* _Work instructions_
From the first line to the last, print the records exactly.

* _Material provided_

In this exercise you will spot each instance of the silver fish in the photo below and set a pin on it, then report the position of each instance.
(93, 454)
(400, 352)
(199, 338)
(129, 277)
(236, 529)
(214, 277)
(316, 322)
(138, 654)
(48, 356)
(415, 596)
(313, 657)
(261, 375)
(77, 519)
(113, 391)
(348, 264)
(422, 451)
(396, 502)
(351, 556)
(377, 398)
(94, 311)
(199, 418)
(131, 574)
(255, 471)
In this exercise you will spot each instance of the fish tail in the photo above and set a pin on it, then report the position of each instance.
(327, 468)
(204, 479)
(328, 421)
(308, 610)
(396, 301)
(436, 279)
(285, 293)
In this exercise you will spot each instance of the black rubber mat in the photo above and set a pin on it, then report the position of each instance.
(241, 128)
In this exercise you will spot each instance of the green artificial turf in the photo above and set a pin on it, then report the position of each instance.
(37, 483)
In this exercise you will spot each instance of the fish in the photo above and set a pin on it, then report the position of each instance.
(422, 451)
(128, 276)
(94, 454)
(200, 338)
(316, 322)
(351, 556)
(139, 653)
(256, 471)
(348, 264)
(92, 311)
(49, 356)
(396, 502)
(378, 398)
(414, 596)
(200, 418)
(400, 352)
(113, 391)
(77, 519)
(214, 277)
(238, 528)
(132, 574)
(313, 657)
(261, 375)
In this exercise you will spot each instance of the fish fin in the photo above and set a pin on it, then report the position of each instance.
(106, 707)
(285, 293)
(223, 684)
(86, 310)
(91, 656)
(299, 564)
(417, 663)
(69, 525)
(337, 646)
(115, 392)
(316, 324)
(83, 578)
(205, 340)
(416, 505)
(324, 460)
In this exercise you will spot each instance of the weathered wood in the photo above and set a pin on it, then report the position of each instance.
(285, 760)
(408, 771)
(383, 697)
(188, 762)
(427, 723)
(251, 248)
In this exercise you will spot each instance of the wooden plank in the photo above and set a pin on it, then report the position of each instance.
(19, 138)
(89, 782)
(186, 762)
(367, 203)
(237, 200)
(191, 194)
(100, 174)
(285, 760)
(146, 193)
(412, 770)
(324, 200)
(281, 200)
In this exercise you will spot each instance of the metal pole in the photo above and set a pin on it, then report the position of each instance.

* _Solved problem_
In this exercise you will spot each instance of the silver fish in the photo below and set a pin on it, then report the position of each instance.
(93, 454)
(400, 352)
(199, 338)
(129, 277)
(236, 529)
(214, 277)
(316, 322)
(138, 654)
(48, 356)
(415, 596)
(313, 657)
(261, 375)
(77, 519)
(113, 391)
(348, 264)
(422, 451)
(396, 502)
(351, 556)
(377, 398)
(94, 311)
(199, 418)
(131, 574)
(255, 471)
In this exercise you will spot each instance of the fish tail in the photo above and set a pin on it, then report the position of each instance.
(327, 468)
(204, 479)
(328, 421)
(308, 610)
(396, 301)
(436, 279)
(285, 293)
In this exercise you will spot each instance of the black rubber mat in the photo above and set a pin on it, then report the position of each instance.
(241, 128)
In this exercise you will spot each instance of the green artificial turf in the photo above and set a pin on it, then report the position of each instance.
(37, 483)
In this exercise you will spot each instance of the fish in the photo above and set a pin on it, then report the position of each instance.
(422, 451)
(128, 276)
(94, 454)
(200, 338)
(316, 322)
(351, 556)
(139, 653)
(256, 471)
(348, 264)
(92, 311)
(49, 356)
(396, 502)
(378, 398)
(414, 596)
(200, 418)
(400, 352)
(113, 391)
(77, 519)
(214, 277)
(238, 528)
(132, 574)
(313, 657)
(261, 375)
In this exercise you will spot each instance of the fish fin in the photo above and set a pin on it, then report the position of each instance.
(106, 707)
(285, 293)
(223, 684)
(86, 310)
(91, 656)
(299, 564)
(417, 663)
(69, 525)
(337, 646)
(115, 392)
(316, 324)
(83, 578)
(205, 340)
(416, 505)
(324, 460)
In this exercise you will spot each instance of the weathered wood in the photo above and set a pin on it, then report the position of each instance.
(285, 760)
(408, 771)
(383, 697)
(188, 762)
(427, 723)
(251, 248)
In this exercise you will spot each instance of the wooden plank in the photo above and set a pin on it, then report the position of each instance.
(19, 138)
(89, 782)
(186, 762)
(367, 203)
(237, 200)
(191, 194)
(100, 174)
(285, 760)
(146, 193)
(412, 770)
(324, 200)
(281, 200)
In this exercise you will spot each instance of the metal pole in the photo above and set a pin on it, then report the position of each instance.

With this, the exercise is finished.